**取り組む課題**
**A)** 投資指標についての文章から、「あなたは株式投資を始めようと思った時、こんな疑問を抱いたことはありませんか?」から始まり「な要素を必ず確認しますよね?」で終わる部分を、一字も変えずに書き写してください。
**B)** 次の(i)〜(iii)が投資指標についての文章の内容と合っているか、それぞれ「はい」か「いいえ」で答え、判断の決め手となる本文の語句をそのまま引いてください。(i) 筆者はIT企業でプロダクトマネージャーとして働いている。(ii) 例1のB社のPERは20倍である。(iii) ROEは、企業の資産価値に対して株価が妥当かどうかを示す指標である。
**C)** 投資指標についての文章を、最後の文の次から書き継いでください。

**抜粋**
☆ ☆ ☆ ☆

こんにちは、IT企業でプロダクトマネージャーとして働いているmaryです。そして、日々のビジネス分析経験を活かして、投資の世界でも数値を読み解く力を身につけてきました。
今回は、私自身が投資を始めた際に「もっと早く知りたかった」と心から感じた基本指標について、皆さんと一緒に深く学んでいきたいと思います。さらに、この記事を読み終えた時、あなたも自信を持って企業分析ができるようになっているはずです。

投資初心者が必ず通る道:「どの株を買えばいいの?」
あなたは株式投資を始めようと思った時、こんな疑問を抱いたことはありませんか?
「この株は割安なのか、割高なのか?」
「企業の収益性って、どうやって判断すればいいの?」
「同じ業界の他の会社と比べて、この会社はどうなんだろう?」
「なぜあの会社の株価は上がり続けているのか?」
「友人が勧めてくれた銘柄、本当に良い投資なのか?」
実は、私も投資を始めた当初は全く同じ疑問を抱いていました。また、証券会社のアプリを開いても、並んでいる数字の意味が分からず、結局は「なんとなく有名な会社だから」という理由で投資先を決めてしまっていたのです。
しかし、そんな状況を変えてくれたのが、今回ご紹介するPER、PBR、ROEという3つの指標でした。これらの「物差し」を理解することで、より合理的な投資判断ができるようになったのです。
なぜこの3つの指標が投資の世界で重要視されるのか?
投資の世界では、感情や憶測ではなく、客観的なデータに基づいた判断が成功の鍵となります。
例えば、あなたが中古車を購入する場面を想像してみてください。車を選ぶ際、以下のような要素を必ず確認しますよね?
- 車種とメーカー:信頼性や人気度
- 年式:どれくらい古いか
- 走行距離:どれくらい使用されているか
- 価格:他の似たような車と比べて適正か
- 事故歴:過去にトラブルがなかったか
- メンテナンス状況:しっかりと手入れされているか
同様に、株式投資も全く同じです。企業という「商品」を購入する際に、その企業の「価値」を客観的に測る指標が必要なのです。
PER(株価収益率)は、その企業の株価が利益に対して適正な水準にあるかを教えてくれます。
PBR(株価純資産倍率)は、企業の資産価値に対して株価が妥当かどうかを示します。
ROE(自己資本利益率)は、経営陣がどれだけ効率的に利益を生み出しているかを表します。
したがって、これらの指標を理解することで、より合理的で成功確率の高い投資判断ができるようになります。
1. PER(株価収益率):その株価は適正?徹底解説

PERの基本概念
「この会社の株価は、利益に対して高すぎない?安すぎない?」
これがPERで分かることです。PERは「Price Earnings Ratio」の略で、株価が1株当たりの純利益の何倍になっているかを示す指標です。
計算式:PER = 株価 ÷ 1株当たり純利益
具体例でPERを完全理解しよう
例1:テクノロジー企業A社とB社の比較
- A社:株価2,000円、1株当たり純利益100円 → PER = 20倍
- B社:株価1,500円、1株当たり純利益50円 → PER = 30倍
どちらが割安でしょうか?

☆ ☆ ☆ ☆

**提供資料**
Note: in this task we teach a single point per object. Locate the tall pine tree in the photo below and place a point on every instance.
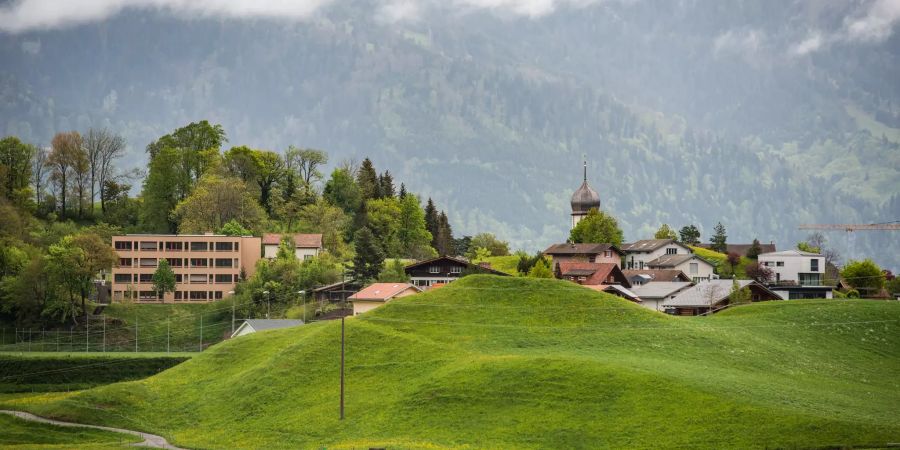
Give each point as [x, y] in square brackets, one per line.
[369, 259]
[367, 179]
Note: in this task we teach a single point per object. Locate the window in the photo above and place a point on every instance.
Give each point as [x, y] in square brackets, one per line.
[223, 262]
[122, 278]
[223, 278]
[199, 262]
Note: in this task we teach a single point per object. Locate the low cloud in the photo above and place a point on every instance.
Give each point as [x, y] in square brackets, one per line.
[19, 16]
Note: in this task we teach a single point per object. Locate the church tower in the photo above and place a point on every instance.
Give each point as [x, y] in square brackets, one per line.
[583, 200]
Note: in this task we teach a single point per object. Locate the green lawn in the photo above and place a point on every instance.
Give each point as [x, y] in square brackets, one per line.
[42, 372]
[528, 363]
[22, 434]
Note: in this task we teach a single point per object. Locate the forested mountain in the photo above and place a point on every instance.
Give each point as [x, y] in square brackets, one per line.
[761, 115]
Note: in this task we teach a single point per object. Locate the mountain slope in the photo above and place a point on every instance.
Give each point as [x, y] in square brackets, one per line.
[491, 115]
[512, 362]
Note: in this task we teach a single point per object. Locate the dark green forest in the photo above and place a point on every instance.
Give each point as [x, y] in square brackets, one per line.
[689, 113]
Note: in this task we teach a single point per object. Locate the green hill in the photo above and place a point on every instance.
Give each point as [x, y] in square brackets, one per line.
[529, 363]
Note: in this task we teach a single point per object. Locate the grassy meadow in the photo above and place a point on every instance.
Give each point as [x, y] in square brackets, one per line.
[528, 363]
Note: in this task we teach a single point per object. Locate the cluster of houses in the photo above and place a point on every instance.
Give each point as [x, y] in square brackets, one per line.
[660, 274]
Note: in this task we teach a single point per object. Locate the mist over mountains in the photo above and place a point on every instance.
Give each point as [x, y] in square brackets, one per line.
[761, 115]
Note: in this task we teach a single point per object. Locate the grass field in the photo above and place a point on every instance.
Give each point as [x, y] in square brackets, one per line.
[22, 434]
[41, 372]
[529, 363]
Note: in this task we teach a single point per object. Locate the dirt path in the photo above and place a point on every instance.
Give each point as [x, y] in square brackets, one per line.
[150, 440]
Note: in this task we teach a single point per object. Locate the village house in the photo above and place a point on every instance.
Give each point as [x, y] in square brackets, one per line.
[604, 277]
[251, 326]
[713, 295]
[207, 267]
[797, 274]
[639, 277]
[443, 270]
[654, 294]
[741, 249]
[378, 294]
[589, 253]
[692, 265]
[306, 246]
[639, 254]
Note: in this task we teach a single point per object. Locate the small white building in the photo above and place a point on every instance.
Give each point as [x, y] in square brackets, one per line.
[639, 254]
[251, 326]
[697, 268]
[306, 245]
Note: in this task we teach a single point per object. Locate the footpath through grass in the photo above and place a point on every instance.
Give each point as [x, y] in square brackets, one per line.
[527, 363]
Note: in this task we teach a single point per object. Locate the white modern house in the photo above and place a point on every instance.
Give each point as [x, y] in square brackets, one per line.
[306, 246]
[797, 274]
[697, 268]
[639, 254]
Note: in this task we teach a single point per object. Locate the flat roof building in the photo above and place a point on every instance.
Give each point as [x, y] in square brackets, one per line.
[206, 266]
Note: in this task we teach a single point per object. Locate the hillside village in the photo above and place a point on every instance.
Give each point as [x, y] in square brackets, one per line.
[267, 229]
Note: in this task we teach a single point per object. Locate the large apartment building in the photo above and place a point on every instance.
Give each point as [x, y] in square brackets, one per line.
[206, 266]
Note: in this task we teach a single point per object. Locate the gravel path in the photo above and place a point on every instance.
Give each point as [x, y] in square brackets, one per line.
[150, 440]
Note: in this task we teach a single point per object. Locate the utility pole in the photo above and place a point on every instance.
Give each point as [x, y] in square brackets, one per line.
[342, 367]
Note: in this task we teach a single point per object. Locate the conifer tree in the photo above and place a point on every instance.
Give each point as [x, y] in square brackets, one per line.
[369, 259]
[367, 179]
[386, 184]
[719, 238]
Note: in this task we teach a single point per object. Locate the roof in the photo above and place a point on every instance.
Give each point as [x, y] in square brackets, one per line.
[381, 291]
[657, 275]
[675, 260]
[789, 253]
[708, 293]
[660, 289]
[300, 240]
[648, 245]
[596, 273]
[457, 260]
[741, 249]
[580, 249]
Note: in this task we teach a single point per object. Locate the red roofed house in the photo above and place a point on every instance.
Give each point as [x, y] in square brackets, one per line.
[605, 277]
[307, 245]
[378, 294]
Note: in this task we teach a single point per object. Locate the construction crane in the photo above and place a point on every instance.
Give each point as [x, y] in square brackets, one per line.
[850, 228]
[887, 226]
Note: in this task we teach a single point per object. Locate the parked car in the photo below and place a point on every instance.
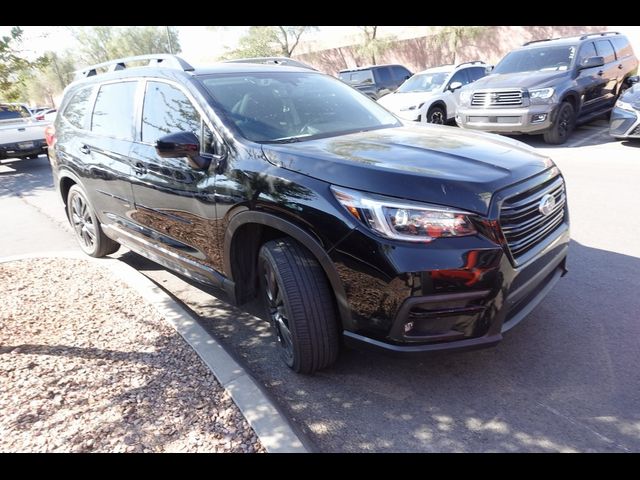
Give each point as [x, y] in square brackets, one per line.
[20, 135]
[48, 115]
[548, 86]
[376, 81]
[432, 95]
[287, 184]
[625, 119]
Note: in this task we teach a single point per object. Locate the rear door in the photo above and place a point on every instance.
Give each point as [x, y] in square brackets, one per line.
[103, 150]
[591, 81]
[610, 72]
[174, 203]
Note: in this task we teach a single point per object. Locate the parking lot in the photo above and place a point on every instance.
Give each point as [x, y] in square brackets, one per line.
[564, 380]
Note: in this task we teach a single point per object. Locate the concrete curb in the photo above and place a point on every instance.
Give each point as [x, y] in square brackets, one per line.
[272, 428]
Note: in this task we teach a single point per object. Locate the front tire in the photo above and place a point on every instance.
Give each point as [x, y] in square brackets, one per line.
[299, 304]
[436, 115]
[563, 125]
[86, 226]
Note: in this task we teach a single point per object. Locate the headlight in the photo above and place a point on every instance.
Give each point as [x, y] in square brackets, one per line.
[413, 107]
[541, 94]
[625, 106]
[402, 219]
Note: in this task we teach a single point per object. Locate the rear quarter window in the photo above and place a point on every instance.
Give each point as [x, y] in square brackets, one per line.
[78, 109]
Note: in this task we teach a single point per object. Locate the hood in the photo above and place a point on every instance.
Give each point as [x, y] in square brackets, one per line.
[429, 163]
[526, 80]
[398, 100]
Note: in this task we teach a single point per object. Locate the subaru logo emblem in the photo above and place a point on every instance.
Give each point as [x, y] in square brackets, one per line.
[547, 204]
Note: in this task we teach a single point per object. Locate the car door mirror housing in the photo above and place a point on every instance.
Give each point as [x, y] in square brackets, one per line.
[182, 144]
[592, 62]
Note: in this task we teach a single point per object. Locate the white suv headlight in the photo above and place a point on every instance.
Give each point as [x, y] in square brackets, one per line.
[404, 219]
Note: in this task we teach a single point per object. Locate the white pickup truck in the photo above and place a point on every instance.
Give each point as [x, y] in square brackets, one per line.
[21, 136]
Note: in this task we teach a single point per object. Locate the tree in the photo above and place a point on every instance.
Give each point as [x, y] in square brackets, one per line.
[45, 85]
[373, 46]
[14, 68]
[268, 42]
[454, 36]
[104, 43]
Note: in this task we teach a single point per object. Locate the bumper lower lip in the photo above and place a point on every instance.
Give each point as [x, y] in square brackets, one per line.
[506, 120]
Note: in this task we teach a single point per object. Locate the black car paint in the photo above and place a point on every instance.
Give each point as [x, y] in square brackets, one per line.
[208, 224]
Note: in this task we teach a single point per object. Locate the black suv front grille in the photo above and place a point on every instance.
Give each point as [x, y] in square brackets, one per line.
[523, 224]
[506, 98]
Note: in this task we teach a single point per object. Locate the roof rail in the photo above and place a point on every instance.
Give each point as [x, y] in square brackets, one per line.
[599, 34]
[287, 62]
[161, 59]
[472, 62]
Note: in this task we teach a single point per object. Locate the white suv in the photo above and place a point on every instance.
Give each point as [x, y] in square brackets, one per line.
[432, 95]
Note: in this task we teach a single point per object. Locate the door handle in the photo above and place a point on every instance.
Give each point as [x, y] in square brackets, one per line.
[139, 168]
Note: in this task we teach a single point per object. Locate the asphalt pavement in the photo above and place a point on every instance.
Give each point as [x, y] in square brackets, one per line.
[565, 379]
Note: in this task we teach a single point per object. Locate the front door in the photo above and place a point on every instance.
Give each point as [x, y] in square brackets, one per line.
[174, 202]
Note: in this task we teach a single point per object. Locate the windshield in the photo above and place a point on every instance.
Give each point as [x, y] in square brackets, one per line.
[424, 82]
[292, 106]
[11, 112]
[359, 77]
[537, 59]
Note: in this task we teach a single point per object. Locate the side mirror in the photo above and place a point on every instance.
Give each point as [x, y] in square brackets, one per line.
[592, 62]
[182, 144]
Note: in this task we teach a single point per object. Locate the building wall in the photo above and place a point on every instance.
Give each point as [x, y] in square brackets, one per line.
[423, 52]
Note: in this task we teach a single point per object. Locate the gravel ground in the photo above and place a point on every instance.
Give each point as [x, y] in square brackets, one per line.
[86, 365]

☆ ☆ ☆ ☆

**解答一覧**
**A)**
あなたは株式投資を始めようと思った時、こんな疑問を抱いたことはありませんか?
「この株は割安なのか、割高なのか?」
「企業の収益性って、どうやって判断すればいいの?」
「同じ業界の他の会社と比べて、この会社はどうなんだろう?」
「なぜあの会社の株価は上がり続けているのか?」
「友人が勧めてくれた銘柄、本当に良い投資なのか?」
実は、私も投資を始めた当初は全く同じ疑問を抱いていました。また、証券会社のアプリを開いても、並んでいる数字の意味が分からず、結局は「なんとなく有名な会社だから」という理由で投資先を決めてしまっていたのです。
しかし、そんな状況を変えてくれたのが、今回ご紹介するPER、PBR、ROEという3つの指標でした。これらの「物差し」を理解することで、より合理的な投資判断ができるようになったのです。
なぜこの3つの指標が投資の世界で重要視されるのか?
投資の世界では、感情や憶測ではなく、客観的なデータに基づいた判断が成功の鍵となります。
例えば、あなたが中古車を購入する場面を想像してみてください。車を選ぶ際、以下のような要素を必ず確認しますよね?

**B)**
(i) はい。「IT企業でプロダクトマネージャーとして働いているmaryです」
(ii) いいえ。「B社:株価1,500円、1株当たり純利益50円 → PER = 30倍」
(iii) いいえ。「ROE(自己資本利益率)は、経営陣がどれだけ効率的に利益を生み出しているかを表します。」

**C)**
答えはA社です。なぜなら、同じ100円の利益を得るために、A社なら2,000円の投資で済むのに対し、B社では3,000円の投資が必要だからです。
例2:より実践的な例
さらに、トヨタ自動車の株価が2,500円、1株当たり純利益が250円だとします。
PER = 2,500 ÷ 250 = 10倍
これは「投資した金額を、利益で10年かけて回収できる」という意味です。
PERの判断基準:業界比較の重要性
ここで重要なのは、「PER = 20倍は高い」とは一概に言えないということです。なぜなら、業界によって適正なPERは大きく異なるからです。
業界別PERの目安
- 成熟した銀行業界:PER 8-15倍程度
- 理由:安定しているが成長性は限定的
- 例:三菱UFJフィナンシャル・グループ、みずほフィナンシャルグループ
- 電力・ガス業界:PER 10-15倍程度
- 理由:規制業界で安定しているが成長性は低い
- 例:東京電力、関西電力
- 製造業(自動車):PER 8-12倍程度
- 理由:景気に左右されやすく、設備投資が大きい
- 例:トヨタ自動車、ホンダ
- 成長期のIT業界:PER 20-40倍程度
- 理由:将来の成長性に期待が込められている
- 例:サイバーエージェント、メルカリ
- バイオテクノロジー業界:PER 50倍以上も珍しくない
- 理由:将来性は高いが、現在の利益は少ない
- 例:そーせいグループ、ペプチドリーム
PERを使った実践的な投資判断方法

ステップ1:同業他社との比較
気になる企業のPERを調べたら、必ず同業他社3-5社と比較してください。
例:ソフトバンクグループ(PER 15倍)を分析する場合
- NTT:PER 12倍
- KDDI:PER 13倍
- 楽天グループ:PER 25倍
この場合、ソフトバンクグループは業界平均よりもやや高めの評価を受けていることが分かります。
ステップ2:過去の推移を確認
その企業の過去3-5年間のPERの推移を確認してください。
- 現在のPERが過去と比べて異常に高い場合:株価が上がりすぎている可能性
- 現在のPERが過去と比べて異常に低い場合:何らかの問題があるか、割安な可能性
ステップ3:業績予想も考慮
来期の業績予想を使って「予想PER」も計算してみてください。
現在PER 20倍でも、来期利益が2倍になる予想なら、予想PER 10倍となり、実は割安かもしれません。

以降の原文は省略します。